***** Document excerpt
Strategic Plan

Strategic Planning 2000-2004

ELP Strategic Plan

Versión en Español

During the course of 2001 the Environmental Law Programme (ELP) embarked upon a process of strategic planning that involved the IUCN Headquarters, the Environmental Law Centre (ELC), Regional and Country Office staff and the Commission on Environmental Law (CEL).

This draft plan was discussed by the CEL Steering Committee and ELC staff at the Steering Committee meeting held in Bonn in from 23-26 January 2002.

A most constructive discussion at the Steering Committee meeting resulted in a revised draft Strategic Plan for 2002-2003 being agreed upon. This revised draft was jointly released by the Head of the ELP and the Chair of CEL for broad consultation amongst CEL members, other IUCN Commissions and relevant IUCN staff from Gland, regional and country offices. Comments on the draft were invited between February and 30 June 2002. The CEL Regional Vice Chairs for Meso America and South America worked with the ELC to translate the draft plan into Spanish for which we are most grateful.

The draft Strategic Plan was adopted by the CEL Steering Committee and the Head of the ELP at the CEL Steering Committee meeting held in Pietermaritzburg, South Africa on 21 August 2002.

The process of developing a strategic plan for the ELP does not occur in isolation and it is important to consider the broader context within which this planning process is taking place.
**********
→ **Tasks and exercises**
**a.** Rewrite the stretch of the strategic plan text from "ELP Strategic Plan" through "Environmental Law (CEL).", putting "IUCN Secretariat" in place of "IUCN Headquarters".
**b.** According to the strategic plan text, where was the CEL Steering Committee meeting that adopted the draft Strategic Plan held?
***** Information given
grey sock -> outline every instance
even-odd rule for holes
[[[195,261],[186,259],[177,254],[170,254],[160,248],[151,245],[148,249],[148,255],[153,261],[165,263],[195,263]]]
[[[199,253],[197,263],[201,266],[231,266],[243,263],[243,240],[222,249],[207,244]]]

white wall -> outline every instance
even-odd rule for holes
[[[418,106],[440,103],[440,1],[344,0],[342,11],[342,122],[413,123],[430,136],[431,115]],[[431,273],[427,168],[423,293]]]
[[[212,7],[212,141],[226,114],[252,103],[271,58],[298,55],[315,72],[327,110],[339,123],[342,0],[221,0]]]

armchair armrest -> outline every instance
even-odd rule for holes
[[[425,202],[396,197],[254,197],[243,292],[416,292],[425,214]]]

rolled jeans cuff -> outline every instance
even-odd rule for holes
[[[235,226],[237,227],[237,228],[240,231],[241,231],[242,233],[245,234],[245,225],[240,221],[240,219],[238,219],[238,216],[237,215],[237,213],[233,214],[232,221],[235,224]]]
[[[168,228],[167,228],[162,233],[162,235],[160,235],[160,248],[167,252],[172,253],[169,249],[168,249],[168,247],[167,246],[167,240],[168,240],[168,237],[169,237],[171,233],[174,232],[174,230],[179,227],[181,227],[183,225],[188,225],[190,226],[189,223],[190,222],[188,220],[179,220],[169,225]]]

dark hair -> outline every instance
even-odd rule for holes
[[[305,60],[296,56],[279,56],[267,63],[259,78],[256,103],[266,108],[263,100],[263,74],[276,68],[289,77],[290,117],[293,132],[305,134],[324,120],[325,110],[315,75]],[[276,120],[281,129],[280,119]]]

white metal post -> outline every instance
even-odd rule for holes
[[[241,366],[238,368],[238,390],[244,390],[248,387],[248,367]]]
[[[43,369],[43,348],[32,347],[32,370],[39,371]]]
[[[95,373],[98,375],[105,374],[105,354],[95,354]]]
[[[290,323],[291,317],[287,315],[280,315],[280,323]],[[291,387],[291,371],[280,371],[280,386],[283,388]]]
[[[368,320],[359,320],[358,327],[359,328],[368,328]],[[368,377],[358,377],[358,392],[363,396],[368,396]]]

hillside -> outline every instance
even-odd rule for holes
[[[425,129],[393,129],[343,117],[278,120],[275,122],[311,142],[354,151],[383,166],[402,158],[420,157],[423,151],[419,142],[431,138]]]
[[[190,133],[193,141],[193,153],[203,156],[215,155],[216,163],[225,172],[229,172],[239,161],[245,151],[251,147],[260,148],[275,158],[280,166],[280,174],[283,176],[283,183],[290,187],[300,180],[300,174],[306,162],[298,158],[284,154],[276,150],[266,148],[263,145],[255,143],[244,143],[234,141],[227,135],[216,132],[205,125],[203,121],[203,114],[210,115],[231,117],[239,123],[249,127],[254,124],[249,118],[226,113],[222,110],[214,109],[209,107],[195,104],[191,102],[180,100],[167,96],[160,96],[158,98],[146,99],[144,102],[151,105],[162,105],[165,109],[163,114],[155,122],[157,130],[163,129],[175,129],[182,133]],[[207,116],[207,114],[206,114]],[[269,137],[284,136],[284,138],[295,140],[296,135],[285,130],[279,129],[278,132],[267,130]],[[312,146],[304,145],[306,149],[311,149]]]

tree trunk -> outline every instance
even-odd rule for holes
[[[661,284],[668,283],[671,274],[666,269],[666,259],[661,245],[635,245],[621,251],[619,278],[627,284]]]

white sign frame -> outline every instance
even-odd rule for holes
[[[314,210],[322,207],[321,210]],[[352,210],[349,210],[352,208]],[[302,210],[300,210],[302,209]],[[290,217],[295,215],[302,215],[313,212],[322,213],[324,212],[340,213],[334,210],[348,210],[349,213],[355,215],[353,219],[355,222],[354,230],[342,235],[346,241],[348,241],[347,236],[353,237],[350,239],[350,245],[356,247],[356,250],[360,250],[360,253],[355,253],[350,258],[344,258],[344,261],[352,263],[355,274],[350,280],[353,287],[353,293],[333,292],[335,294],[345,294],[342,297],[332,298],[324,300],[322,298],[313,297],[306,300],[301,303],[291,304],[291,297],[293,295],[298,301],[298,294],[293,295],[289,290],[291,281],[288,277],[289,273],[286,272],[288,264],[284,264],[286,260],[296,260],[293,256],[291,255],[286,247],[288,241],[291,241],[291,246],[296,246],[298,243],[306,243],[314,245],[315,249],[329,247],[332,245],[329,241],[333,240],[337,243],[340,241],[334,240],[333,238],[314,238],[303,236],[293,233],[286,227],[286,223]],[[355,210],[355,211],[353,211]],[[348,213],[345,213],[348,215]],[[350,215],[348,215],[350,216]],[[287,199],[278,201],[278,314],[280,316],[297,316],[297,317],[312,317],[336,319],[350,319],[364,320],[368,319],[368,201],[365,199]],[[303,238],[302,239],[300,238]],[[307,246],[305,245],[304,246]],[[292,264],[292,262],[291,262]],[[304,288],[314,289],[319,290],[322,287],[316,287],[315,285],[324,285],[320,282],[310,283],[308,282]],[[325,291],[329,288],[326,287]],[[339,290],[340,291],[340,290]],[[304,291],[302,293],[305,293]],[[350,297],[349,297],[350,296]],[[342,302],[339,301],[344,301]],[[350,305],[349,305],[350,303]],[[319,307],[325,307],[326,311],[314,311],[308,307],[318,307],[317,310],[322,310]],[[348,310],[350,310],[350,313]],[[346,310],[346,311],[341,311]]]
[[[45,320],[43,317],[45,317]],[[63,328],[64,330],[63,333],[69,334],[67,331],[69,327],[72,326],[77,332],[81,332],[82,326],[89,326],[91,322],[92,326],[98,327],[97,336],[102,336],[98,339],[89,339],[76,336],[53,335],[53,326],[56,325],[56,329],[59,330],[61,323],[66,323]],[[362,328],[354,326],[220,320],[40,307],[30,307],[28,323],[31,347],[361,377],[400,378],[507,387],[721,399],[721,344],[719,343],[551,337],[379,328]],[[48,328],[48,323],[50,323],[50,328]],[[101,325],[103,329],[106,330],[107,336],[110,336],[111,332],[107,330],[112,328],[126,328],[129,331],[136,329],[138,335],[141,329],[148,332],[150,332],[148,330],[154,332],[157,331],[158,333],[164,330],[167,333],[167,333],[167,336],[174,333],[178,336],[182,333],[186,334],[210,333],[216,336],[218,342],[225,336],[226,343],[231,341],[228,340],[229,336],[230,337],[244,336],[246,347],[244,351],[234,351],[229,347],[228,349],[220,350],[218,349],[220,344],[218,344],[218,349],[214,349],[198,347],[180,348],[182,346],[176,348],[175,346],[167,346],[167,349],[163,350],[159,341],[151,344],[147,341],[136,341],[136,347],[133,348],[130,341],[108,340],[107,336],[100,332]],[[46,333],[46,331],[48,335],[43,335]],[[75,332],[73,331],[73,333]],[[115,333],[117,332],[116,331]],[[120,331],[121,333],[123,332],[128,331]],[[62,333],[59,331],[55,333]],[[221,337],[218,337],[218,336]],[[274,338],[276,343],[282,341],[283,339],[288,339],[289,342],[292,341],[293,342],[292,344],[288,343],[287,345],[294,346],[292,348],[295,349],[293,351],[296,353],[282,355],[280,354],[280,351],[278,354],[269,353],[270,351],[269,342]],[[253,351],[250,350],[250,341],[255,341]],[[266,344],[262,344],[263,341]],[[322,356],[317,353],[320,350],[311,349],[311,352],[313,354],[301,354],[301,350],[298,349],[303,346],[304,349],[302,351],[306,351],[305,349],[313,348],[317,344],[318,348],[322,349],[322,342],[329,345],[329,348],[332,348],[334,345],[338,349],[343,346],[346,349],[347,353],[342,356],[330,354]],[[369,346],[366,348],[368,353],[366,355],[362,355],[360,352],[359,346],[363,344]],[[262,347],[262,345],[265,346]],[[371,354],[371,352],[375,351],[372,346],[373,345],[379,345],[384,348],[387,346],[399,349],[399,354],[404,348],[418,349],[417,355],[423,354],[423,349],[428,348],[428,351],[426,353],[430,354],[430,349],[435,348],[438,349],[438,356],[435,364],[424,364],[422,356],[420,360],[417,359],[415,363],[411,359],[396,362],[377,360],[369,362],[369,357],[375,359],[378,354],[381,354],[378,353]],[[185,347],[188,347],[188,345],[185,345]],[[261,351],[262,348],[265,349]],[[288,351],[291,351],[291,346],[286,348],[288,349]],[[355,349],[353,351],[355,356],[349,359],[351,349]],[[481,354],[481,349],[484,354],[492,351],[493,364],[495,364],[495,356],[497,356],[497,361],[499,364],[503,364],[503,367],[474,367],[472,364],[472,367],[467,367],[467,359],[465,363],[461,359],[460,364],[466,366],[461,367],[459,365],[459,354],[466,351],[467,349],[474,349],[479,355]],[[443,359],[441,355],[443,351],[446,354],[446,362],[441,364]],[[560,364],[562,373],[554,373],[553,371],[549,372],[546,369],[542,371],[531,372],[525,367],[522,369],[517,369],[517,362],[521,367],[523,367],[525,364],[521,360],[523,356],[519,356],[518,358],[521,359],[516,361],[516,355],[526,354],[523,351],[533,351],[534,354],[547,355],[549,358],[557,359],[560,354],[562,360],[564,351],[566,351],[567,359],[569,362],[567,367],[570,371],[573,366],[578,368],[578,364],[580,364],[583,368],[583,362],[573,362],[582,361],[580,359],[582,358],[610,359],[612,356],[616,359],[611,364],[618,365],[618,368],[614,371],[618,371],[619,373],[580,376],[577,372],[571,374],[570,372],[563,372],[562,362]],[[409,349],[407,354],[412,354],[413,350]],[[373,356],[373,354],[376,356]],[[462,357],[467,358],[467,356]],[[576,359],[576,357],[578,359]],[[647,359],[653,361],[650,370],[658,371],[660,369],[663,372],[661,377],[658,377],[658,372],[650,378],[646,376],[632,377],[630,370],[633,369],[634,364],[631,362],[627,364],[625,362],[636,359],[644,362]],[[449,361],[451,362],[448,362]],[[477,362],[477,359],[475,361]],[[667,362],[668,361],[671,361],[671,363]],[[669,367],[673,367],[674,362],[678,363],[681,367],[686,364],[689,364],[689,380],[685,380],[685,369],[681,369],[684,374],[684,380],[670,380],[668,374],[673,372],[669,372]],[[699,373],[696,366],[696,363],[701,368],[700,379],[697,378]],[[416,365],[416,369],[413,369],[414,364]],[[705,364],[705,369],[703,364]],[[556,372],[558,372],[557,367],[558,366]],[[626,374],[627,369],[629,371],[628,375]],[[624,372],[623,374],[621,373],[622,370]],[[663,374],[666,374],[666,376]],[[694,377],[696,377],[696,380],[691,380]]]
**********
→ **Answers per task**
**a.**
ELP Strategic Plan

Versión en Español

During the course of 2001 the Environmental Law Programme (ELP) embarked upon a process of strategic planning that involved the IUCN Secretariat, the Environmental Law Centre (ELC), Regional and Country Office staff and the Commission on Environmental Law (CEL).

**b.** Pietermaritzburg, South Africa